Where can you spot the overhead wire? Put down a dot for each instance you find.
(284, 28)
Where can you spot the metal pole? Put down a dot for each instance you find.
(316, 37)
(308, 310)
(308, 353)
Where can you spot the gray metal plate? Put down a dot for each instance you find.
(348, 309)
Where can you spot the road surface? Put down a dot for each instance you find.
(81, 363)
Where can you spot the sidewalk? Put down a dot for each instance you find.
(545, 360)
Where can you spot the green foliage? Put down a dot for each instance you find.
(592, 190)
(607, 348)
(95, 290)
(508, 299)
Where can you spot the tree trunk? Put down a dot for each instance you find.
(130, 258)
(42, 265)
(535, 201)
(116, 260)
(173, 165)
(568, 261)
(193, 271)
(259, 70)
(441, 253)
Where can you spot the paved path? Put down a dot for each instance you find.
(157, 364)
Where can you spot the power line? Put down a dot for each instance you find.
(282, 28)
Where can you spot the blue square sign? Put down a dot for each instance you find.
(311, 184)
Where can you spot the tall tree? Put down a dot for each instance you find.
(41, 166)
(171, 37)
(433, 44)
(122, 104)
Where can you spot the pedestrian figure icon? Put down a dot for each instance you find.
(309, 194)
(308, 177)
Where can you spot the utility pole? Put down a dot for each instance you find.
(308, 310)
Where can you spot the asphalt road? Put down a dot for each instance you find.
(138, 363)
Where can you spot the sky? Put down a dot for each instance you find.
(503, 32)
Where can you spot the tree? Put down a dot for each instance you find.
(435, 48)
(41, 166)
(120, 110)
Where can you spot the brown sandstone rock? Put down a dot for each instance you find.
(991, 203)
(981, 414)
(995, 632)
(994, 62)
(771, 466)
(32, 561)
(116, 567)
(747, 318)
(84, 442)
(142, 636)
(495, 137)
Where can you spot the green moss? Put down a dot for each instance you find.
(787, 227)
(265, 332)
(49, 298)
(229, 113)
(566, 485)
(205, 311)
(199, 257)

======

* Exercise
Return exactly the run of lines that opens with the one containing "Where can you spot the brown" and closes with the last line of the records above.

* Worked solution
Where can you spot the brown sandstone rock? Put down a dot for each instance you find.
(991, 203)
(981, 414)
(995, 632)
(994, 62)
(771, 466)
(32, 561)
(116, 567)
(747, 318)
(84, 442)
(142, 636)
(495, 137)
Where can you spot the green moss? Put down a dot for each instance you find.
(787, 227)
(265, 332)
(49, 298)
(229, 113)
(566, 485)
(205, 311)
(199, 257)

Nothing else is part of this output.